Read the records and write them out again exactly.

----

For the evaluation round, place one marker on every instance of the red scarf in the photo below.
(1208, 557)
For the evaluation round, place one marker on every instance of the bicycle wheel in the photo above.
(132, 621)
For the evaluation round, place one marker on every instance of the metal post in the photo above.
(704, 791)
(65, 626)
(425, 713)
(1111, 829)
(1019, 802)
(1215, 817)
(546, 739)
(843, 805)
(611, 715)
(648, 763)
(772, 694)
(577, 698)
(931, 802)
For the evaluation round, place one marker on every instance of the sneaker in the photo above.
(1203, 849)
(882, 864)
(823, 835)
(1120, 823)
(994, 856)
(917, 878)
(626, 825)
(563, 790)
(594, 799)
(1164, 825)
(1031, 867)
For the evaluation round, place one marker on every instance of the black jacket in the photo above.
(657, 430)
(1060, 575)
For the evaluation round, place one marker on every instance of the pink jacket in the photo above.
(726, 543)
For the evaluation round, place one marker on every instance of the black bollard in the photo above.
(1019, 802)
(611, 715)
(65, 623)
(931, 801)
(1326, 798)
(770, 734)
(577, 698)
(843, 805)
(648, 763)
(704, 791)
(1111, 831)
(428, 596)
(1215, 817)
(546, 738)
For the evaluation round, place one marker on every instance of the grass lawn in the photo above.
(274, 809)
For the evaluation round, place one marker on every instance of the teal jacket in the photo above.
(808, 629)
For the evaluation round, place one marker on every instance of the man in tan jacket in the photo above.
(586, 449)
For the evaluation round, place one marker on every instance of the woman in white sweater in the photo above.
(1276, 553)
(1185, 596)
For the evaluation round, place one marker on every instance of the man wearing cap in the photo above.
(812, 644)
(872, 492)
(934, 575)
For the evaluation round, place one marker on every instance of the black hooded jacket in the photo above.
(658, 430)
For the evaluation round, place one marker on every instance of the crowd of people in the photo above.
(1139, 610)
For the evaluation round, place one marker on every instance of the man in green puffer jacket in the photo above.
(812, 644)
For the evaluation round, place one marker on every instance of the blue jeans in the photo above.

----

ANSWER:
For the evaluation round, place one marker on every instance of the red scarf in the photo below.
(1208, 557)
For the evaluation round, place one marker on every instance of the bicycle wheel in the photo above.
(132, 621)
For the evaluation round, place one marker on every instance of the metal post in the photo above.
(704, 791)
(65, 626)
(425, 713)
(1111, 829)
(1019, 802)
(1215, 817)
(546, 739)
(843, 805)
(611, 715)
(648, 763)
(772, 694)
(577, 698)
(931, 802)
For the evaluation round, place one marker on every instance of the sneaker in the photo above.
(1203, 849)
(882, 864)
(823, 835)
(1120, 823)
(994, 856)
(917, 878)
(626, 825)
(563, 790)
(594, 799)
(1164, 825)
(1031, 867)
For the evaluation round, place one marker on every instance of the black jacket in the photo above.
(657, 430)
(1060, 575)
For the evaluation round, place one marker on every instance of the pink jacket in the photo above.
(726, 543)
For the evaluation round, place one marker on every instance of the black bollard in the photo above.
(1019, 802)
(611, 715)
(65, 623)
(931, 801)
(1326, 798)
(770, 734)
(577, 698)
(843, 805)
(648, 763)
(704, 791)
(1111, 831)
(428, 596)
(1215, 817)
(546, 738)
For the evaluation round, place one marker on every instance of the grass lawn in the photo above.
(274, 809)
For the evaluation round, place one marker on every instance of the teal jacket in the photo above.
(808, 629)
For the evaluation round, place one marker on every instance of the man in tan jacket in the photo above.
(586, 449)
For the evaluation round, place one marker on every instance of the woman in white sweater in the photo above.
(1276, 553)
(1185, 596)
For the evaluation round, place one marker on every instance of the man wearing cap in the photo above.
(812, 644)
(872, 492)
(934, 575)
For the evaluation round, place one marker on every instance of the black hooded jacket in the photo above.
(658, 430)
For the evaluation round, place one marker on every instance of the crowd of people in the photo above.
(1139, 610)
For the evaluation round, place one marker on every instance of the man in green puffer jacket in the photo above.
(812, 644)
For the evaluation round, place one marker on every instance of the blue jeans in the photo above.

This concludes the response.